Task prompt. Please express the records, from their first line through the line containing "(1170, 149)" (both ends included), as a JSON list of strings, one string per line, with blank lines omitted.

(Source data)
-------------------------

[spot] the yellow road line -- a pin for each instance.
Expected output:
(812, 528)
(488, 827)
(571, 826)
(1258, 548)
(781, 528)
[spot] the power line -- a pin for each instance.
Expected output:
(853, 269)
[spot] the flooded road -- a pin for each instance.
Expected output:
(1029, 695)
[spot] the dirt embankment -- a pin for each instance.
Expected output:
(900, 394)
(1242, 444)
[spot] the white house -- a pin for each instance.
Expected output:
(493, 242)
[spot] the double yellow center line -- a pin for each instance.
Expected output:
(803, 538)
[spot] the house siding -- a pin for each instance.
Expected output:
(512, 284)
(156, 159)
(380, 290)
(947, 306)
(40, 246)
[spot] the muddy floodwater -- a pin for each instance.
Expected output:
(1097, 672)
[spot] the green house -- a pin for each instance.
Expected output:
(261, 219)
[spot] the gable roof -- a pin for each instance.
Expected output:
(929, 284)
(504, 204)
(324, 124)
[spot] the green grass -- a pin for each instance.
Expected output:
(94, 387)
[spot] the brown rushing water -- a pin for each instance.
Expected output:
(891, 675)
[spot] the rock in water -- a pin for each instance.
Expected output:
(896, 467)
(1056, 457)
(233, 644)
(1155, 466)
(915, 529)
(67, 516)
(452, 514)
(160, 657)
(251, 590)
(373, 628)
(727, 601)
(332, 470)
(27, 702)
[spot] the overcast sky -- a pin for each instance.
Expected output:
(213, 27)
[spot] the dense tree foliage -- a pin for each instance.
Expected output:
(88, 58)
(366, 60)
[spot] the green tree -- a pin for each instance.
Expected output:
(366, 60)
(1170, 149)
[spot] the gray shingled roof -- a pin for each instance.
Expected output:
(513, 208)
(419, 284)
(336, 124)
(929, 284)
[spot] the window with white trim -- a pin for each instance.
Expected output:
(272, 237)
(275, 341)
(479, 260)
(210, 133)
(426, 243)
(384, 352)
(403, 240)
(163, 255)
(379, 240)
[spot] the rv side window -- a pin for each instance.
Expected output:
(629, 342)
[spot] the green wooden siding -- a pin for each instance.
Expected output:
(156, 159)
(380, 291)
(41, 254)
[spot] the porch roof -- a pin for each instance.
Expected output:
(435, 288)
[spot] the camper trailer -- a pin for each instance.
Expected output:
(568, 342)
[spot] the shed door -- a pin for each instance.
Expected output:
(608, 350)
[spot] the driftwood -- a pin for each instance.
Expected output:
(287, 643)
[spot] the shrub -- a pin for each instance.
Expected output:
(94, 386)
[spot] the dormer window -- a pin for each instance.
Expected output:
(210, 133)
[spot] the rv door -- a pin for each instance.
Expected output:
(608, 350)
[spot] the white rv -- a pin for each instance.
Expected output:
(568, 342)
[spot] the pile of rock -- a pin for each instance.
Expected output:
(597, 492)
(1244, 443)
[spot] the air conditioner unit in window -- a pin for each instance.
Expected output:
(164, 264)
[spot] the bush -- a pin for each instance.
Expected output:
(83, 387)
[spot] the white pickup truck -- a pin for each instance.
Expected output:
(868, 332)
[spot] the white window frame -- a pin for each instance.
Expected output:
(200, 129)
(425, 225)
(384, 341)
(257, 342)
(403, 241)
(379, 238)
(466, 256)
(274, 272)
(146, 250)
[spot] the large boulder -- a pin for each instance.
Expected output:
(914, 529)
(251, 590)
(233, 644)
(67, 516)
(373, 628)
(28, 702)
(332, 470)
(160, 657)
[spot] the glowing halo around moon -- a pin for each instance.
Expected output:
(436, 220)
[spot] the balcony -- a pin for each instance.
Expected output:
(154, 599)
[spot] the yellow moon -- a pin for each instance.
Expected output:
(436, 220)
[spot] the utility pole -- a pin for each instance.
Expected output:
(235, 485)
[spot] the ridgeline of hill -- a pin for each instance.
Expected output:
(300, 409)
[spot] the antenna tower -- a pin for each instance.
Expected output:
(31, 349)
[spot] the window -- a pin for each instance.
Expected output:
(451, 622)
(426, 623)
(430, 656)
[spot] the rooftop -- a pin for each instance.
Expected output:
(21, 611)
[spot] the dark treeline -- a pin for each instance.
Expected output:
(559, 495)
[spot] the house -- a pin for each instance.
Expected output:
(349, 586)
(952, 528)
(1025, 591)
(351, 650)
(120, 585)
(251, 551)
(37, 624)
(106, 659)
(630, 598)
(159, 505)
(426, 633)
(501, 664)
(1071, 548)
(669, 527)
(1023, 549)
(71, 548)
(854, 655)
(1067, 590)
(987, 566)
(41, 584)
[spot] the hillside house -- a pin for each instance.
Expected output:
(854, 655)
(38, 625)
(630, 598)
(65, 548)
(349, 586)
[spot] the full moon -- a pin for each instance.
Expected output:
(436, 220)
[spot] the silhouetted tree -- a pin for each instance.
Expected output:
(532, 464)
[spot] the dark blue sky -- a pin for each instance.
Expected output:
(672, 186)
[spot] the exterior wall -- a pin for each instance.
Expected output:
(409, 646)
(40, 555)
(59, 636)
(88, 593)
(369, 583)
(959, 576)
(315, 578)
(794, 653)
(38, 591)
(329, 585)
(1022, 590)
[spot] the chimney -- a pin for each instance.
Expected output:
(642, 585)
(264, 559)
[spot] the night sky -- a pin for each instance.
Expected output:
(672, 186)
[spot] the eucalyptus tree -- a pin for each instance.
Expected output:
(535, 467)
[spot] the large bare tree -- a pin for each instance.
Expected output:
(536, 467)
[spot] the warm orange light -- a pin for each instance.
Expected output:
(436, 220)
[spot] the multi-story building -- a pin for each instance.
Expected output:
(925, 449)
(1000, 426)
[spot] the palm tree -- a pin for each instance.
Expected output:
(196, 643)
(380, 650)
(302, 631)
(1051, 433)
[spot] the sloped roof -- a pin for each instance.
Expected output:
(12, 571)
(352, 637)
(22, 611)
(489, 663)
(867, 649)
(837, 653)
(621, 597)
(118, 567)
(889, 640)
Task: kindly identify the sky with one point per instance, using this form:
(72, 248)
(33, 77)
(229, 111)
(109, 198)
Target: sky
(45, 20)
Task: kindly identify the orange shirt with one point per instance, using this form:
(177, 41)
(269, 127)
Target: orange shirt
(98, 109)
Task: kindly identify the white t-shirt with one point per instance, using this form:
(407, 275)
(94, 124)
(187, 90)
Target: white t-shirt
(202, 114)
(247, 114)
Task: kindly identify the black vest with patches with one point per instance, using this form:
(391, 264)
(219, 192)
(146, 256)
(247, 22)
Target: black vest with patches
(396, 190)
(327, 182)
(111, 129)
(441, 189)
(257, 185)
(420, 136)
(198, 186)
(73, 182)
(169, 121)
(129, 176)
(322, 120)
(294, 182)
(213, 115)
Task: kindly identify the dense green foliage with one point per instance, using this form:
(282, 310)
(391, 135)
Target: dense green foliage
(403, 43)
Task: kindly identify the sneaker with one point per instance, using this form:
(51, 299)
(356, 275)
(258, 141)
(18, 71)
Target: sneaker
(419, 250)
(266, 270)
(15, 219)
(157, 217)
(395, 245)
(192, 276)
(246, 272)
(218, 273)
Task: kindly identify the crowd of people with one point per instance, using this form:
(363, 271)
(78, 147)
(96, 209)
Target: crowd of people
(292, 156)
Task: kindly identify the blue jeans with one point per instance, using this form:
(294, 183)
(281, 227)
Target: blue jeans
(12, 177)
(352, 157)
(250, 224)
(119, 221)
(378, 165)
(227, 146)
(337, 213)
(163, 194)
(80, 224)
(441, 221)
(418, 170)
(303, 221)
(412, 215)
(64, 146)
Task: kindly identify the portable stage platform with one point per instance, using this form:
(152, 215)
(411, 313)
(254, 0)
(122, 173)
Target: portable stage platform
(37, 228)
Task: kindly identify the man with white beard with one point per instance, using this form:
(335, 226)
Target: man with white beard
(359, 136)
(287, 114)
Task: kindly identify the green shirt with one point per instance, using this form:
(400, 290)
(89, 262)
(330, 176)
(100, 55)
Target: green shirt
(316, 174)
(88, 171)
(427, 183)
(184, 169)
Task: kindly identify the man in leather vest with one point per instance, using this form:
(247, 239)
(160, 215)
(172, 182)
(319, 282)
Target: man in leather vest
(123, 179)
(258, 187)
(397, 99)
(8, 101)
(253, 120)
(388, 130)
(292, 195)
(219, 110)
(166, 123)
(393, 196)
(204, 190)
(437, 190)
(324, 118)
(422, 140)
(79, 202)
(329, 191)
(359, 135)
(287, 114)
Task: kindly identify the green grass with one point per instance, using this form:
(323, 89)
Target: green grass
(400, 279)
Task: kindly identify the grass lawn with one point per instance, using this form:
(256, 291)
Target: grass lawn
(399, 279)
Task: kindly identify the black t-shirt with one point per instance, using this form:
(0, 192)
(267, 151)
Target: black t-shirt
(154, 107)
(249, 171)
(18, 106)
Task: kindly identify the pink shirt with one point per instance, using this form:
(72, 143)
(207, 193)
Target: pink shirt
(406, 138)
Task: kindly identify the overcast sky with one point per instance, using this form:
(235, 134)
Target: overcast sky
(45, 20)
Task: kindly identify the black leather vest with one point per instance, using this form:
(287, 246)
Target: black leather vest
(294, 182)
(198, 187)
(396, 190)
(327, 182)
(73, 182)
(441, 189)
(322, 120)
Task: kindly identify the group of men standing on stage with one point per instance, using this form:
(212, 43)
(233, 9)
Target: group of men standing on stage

-------------------------

Exercise response.
[
  "[spot] the yellow road line -- a pin for each instance.",
  "Expected output:",
  "(812, 528)",
  "(488, 827)",
  "(571, 826)",
  "(1258, 548)",
  "(781, 528)",
  "[spot] the power line -- a pin for each instance.",
  "Expected output:",
  "(853, 269)",
  "[spot] the flooded road -- a pin for each instance.",
  "Expected output:",
  "(1029, 695)",
  "[spot] the dirt embankment -- a pin for each instance.",
  "Expected output:",
  "(900, 394)",
  "(1242, 444)",
  "[spot] the white house -- a pin for each instance.",
  "Expected output:",
  "(493, 242)",
  "[spot] the double yellow center line -- a pin for each instance.",
  "Expected output:",
  "(803, 538)",
  "[spot] the house siding -- a pin for each instance.",
  "Expected output:",
  "(512, 284)",
  "(156, 159)",
  "(380, 290)",
  "(947, 306)",
  "(40, 246)",
  "[spot] the muddy floodwater -- a pin for each instance.",
  "Expected output:",
  "(1097, 672)",
  "[spot] the green house -- a pin for each instance.",
  "Expected output:",
  "(261, 219)",
  "[spot] the gable roof -- a pin for each instance.",
  "Expected output:",
  "(929, 284)",
  "(504, 204)",
  "(324, 124)",
  "[spot] the green grass -- a pin for each instance.",
  "Expected output:",
  "(94, 387)",
  "[spot] the brown rushing water -- a pin for each instance.",
  "Expected output:",
  "(891, 675)",
  "[spot] the rock in water -- a pin for each instance.",
  "Expected output:",
  "(896, 467)",
  "(1056, 457)",
  "(233, 644)",
  "(1155, 466)",
  "(915, 529)",
  "(67, 516)",
  "(452, 514)",
  "(160, 657)",
  "(251, 590)",
  "(373, 628)",
  "(727, 601)",
  "(332, 470)",
  "(27, 702)",
  "[spot] the overcast sky -- a pin for each instance.",
  "Expected output:",
  "(213, 27)",
  "[spot] the dense tree foliage -- a pin for each instance.",
  "Expected output:",
  "(88, 58)",
  "(366, 60)",
  "[spot] the green tree -- a pin for each instance.",
  "Expected output:",
  "(366, 60)",
  "(1170, 149)"
]